--- Begin ---

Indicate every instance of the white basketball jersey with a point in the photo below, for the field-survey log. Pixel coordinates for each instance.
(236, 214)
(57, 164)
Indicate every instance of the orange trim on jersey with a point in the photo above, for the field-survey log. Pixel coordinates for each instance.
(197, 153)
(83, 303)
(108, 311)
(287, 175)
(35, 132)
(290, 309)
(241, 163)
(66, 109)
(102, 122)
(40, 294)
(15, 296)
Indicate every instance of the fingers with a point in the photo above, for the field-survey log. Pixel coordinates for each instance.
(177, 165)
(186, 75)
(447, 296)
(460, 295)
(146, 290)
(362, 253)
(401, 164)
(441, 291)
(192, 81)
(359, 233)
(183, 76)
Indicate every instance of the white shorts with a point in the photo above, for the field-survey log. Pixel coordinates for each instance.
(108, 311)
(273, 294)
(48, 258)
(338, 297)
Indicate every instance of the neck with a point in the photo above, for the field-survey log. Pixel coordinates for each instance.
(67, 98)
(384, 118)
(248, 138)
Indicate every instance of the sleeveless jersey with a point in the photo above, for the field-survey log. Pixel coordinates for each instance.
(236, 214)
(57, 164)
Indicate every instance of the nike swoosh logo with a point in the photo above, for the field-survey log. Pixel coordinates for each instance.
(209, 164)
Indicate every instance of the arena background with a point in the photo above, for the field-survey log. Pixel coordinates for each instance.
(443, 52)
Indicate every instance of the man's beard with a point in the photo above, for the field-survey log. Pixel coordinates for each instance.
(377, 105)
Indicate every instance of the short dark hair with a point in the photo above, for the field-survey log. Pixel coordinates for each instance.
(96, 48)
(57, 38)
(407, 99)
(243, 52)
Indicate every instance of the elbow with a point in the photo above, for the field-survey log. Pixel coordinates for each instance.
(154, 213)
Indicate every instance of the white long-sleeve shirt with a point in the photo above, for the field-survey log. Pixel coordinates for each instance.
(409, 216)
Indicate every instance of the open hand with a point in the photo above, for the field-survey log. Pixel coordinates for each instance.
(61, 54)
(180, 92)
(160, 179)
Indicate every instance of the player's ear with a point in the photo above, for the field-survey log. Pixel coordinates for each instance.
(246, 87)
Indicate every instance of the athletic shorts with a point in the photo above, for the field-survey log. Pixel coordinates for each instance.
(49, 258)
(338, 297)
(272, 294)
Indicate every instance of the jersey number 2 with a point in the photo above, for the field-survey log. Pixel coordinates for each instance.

--- End ---

WHAT IS EXPECTED — Would you copy out each line exactly as written?

ANSWER TO THE PROBLEM —
Indicate every instance of the white basketball jersey with a point in the photo below, for the field-survey log. Pixel coordinates for each instance.
(236, 214)
(57, 164)
Indicate every instance of the orange trim on jersey with a point in the photo above, for the field-survey log. Pixel coordinates for each instance.
(197, 153)
(83, 303)
(108, 311)
(287, 175)
(35, 132)
(290, 309)
(241, 163)
(66, 109)
(102, 122)
(40, 294)
(15, 296)
Indicate every instance of the fingers with a point in the photo above, for the field-survey log. Pixel coordinates for each instance.
(177, 165)
(186, 75)
(447, 296)
(460, 295)
(146, 290)
(362, 253)
(401, 164)
(441, 291)
(192, 81)
(359, 233)
(183, 76)
Indicate every instance of the white shorts with a point in the photo above, for the field-survey log. Pixel coordinates for each instance.
(108, 311)
(273, 294)
(48, 258)
(338, 297)
Indicate every instance of the neck with a point in the photo above, for the field-survey log. Pixel coordinates for each instance.
(67, 98)
(384, 118)
(248, 138)
Indicate every instance of the sleeveless jersey with a point in the photo above, for the field-survey log. Pixel coordinates for each instance.
(236, 214)
(57, 164)
Indicate every instance of the nike swoosh logo with a point in the photo above, for the field-survey log. Pixel coordinates for each instance.
(209, 164)
Indicate every instance of the arena background with a point in the photo above, for the field-survey log. Pixel coordinates for each instance.
(443, 52)
Indicate every instance of the man's beard with a point in the photo above, for the field-survey log. Pixel coordinates for each instance.
(377, 105)
Indicate every instance of the short dark hair with a point in the photo above, for the field-survey log. Pixel coordinates for each instance.
(96, 48)
(57, 38)
(407, 99)
(243, 52)
Indicate every instance of the elbow with a point in the photo above, for the field-survey log. Pixel coordinates for each instance.
(154, 213)
Indicate every instance of the white long-sleeve shirt with a point in the photo above, for the field-survey log. Pixel coordinates for each instance.
(409, 216)
Indicate every instance of the open hand with a point in the photo above, for the field-survey log. Pixel coordinates for each instance.
(61, 54)
(180, 92)
(160, 179)
Indicate every instance of the player's ear with a point in the photo above, for the field-survey log. Pixel coordinates for each instance.
(246, 87)
Indicate every instance of the athletic shorts with a point in the photo above, for the field-survey log. Pixel coordinates for each instance.
(49, 258)
(338, 297)
(272, 294)
Indicate every instance of the jersey number 2 with a point in the photo above, for the field-survey log. Pixel coordinates for each instance.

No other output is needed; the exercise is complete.